WORK TASK
Whenever a line in this data holds the word "crowd", report that line in full.

[Entries taken from a collection]

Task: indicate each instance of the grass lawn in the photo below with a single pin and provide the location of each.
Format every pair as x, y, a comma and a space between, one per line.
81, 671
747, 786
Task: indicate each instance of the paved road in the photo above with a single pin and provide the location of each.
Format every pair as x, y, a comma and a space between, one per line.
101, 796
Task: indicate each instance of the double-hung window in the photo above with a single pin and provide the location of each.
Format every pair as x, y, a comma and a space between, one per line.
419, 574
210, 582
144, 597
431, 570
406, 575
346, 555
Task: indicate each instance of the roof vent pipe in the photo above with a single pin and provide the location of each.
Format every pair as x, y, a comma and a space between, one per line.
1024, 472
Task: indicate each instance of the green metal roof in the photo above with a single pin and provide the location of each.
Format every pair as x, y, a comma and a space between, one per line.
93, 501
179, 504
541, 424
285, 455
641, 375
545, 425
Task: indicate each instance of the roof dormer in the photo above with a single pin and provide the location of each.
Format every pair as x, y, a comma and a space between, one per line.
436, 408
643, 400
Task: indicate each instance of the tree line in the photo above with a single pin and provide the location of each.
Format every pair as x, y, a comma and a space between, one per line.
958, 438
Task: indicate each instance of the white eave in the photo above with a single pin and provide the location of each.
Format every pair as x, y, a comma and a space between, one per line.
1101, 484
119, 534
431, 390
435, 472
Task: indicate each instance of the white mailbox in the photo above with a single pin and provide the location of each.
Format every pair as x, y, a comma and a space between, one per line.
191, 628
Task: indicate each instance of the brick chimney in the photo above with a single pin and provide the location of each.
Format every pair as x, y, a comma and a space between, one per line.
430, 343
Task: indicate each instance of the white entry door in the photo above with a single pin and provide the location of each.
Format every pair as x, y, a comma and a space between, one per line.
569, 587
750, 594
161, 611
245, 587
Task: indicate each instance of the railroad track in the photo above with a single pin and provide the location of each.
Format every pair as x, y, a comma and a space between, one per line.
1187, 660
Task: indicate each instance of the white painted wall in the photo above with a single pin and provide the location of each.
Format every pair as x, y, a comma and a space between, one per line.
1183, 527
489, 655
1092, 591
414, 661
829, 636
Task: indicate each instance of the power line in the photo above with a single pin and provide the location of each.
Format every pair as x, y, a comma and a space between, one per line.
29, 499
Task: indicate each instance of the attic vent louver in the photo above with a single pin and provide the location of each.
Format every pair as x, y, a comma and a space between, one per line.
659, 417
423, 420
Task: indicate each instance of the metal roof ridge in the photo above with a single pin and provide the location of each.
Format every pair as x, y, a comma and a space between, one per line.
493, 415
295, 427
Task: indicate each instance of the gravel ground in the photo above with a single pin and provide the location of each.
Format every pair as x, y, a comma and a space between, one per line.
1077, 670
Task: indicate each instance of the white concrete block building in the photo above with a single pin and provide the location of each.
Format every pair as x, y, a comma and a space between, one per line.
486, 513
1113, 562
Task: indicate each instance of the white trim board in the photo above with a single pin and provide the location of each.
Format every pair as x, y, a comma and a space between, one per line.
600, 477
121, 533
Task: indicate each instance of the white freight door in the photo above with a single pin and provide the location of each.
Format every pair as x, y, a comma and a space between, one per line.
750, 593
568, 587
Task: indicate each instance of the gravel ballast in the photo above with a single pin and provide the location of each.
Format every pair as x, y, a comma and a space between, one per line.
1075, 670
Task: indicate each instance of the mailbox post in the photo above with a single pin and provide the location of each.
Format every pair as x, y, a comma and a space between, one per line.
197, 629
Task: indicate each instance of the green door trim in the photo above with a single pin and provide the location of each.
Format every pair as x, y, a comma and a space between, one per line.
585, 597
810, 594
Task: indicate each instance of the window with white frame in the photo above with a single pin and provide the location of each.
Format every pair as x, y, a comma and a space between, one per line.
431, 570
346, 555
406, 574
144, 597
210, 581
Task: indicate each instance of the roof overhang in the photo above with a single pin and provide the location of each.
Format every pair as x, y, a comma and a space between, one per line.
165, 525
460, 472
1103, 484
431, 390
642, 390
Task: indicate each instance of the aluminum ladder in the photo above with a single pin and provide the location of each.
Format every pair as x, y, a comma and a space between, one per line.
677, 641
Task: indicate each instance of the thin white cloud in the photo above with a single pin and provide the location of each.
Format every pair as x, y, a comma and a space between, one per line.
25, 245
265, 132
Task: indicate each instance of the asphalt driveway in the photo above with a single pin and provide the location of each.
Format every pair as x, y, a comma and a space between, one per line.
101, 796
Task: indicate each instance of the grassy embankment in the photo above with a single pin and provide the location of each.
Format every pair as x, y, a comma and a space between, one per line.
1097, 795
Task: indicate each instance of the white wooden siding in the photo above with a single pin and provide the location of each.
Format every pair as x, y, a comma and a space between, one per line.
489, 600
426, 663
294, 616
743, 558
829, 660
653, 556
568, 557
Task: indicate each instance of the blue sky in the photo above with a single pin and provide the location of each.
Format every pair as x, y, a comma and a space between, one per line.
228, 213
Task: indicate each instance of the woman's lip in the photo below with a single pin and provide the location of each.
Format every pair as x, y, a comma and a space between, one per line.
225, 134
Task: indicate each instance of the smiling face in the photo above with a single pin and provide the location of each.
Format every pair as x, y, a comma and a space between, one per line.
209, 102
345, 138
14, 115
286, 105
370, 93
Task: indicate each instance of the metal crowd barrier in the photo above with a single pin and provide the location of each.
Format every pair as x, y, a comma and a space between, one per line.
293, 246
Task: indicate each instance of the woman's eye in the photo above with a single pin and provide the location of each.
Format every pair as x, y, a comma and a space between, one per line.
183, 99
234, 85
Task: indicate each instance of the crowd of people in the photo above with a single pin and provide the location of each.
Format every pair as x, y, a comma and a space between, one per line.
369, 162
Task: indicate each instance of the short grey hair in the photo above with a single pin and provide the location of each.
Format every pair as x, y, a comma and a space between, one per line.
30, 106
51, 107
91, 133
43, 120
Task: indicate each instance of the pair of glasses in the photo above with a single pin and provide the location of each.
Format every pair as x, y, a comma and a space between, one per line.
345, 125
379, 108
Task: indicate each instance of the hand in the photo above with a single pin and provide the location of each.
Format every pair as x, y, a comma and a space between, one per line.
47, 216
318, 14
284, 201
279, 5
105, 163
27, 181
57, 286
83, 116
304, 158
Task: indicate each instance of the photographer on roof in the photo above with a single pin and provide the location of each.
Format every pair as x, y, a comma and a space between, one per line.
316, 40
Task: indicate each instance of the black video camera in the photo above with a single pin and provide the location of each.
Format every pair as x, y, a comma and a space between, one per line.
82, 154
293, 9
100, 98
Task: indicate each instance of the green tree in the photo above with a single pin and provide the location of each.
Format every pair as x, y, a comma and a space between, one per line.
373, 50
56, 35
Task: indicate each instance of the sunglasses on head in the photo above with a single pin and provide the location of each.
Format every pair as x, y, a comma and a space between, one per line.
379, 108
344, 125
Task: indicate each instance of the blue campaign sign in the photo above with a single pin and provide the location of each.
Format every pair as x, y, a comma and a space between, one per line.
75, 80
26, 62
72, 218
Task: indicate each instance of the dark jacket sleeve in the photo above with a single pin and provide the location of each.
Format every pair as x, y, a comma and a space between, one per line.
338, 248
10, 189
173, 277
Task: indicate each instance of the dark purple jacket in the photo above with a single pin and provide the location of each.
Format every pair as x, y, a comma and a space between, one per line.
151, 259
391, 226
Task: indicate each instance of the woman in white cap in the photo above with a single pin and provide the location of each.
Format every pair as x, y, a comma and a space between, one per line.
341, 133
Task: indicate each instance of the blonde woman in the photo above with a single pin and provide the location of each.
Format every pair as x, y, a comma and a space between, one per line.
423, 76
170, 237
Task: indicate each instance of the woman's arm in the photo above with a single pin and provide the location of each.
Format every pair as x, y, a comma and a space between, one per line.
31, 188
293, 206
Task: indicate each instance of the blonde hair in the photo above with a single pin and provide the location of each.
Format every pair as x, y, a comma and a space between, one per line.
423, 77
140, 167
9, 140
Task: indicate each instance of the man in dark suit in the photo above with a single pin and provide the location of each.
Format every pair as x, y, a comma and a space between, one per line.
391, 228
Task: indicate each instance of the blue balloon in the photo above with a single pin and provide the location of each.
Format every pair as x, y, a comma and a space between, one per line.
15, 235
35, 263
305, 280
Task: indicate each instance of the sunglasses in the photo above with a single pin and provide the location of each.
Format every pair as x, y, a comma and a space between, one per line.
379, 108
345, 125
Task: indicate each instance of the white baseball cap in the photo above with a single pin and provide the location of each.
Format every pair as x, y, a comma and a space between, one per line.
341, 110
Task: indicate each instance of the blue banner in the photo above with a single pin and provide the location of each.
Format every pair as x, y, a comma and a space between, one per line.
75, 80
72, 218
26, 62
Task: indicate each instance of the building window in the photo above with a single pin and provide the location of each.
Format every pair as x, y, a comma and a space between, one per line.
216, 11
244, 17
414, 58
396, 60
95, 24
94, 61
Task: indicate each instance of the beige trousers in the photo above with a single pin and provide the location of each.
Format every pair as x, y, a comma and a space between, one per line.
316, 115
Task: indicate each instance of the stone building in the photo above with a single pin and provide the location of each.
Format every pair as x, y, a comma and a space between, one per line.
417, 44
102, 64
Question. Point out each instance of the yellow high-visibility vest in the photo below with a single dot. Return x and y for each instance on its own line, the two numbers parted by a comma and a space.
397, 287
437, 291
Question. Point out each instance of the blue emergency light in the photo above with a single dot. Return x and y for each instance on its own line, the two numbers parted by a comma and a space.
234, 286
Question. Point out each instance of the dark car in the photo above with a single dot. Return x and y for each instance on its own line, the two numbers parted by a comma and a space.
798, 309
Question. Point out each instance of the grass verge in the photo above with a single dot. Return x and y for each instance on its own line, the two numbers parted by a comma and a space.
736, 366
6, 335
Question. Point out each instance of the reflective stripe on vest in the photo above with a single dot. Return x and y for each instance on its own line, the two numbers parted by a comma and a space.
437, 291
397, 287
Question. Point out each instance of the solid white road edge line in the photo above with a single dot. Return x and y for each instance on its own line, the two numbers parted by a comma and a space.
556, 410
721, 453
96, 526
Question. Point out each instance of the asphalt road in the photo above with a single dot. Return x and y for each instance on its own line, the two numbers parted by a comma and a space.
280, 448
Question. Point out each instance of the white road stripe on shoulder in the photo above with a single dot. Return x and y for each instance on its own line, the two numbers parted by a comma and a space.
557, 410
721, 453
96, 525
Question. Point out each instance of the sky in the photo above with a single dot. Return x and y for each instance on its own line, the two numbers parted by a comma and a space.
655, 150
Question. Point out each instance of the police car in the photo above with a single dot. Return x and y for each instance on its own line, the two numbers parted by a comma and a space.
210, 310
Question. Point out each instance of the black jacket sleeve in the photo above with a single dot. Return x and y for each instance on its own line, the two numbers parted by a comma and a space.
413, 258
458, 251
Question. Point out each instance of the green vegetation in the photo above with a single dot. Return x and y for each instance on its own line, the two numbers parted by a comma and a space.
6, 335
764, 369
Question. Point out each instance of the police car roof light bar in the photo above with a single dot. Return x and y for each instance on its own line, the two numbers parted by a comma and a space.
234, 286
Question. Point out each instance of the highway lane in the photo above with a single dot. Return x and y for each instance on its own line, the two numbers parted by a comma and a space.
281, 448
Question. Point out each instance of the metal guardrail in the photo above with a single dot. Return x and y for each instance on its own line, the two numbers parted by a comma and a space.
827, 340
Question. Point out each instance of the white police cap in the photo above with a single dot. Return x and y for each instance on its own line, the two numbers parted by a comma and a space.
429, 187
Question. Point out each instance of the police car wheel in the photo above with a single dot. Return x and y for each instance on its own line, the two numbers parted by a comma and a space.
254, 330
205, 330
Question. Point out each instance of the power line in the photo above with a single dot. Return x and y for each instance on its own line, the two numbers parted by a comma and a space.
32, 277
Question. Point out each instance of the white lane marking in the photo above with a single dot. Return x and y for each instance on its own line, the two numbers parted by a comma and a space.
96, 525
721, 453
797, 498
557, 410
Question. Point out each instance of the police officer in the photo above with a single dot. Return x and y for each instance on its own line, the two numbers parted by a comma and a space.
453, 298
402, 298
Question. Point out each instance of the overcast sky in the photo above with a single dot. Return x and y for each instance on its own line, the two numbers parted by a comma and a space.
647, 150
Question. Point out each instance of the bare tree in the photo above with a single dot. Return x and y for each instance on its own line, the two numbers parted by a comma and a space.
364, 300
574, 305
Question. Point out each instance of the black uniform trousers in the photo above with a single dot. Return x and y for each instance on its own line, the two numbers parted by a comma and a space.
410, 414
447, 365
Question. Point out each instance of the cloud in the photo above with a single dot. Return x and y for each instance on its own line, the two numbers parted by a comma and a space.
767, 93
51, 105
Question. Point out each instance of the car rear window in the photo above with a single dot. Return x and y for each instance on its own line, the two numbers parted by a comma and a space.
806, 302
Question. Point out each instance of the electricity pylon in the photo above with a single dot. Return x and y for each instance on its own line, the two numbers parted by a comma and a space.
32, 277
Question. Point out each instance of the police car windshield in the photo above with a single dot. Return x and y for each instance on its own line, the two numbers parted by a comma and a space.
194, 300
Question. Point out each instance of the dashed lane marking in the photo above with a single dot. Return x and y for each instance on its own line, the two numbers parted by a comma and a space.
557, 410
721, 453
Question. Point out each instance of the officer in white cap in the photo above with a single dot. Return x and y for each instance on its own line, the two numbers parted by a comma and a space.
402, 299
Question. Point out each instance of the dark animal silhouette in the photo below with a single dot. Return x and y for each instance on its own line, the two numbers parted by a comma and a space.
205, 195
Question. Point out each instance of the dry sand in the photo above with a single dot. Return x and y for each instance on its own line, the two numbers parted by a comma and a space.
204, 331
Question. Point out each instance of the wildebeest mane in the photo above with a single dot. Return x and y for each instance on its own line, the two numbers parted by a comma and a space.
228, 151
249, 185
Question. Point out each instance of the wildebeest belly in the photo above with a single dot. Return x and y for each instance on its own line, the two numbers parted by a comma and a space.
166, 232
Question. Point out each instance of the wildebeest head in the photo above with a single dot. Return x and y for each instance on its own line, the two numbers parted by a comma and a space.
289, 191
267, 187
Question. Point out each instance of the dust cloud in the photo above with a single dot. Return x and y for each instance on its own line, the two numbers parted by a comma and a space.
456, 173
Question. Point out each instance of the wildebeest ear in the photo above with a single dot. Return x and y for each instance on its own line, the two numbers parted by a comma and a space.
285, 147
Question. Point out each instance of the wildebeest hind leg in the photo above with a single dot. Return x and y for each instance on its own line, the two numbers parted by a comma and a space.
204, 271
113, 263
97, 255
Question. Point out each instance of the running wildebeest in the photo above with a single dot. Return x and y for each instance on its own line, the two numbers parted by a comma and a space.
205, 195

RESPONSE BOX
Task: indicate each instance of the metal crowd barrier in the photo above with a single pin and provide the location of each.
Task: indicate each instance of the crowd of people in the photo above with a single pin and provide the location of each.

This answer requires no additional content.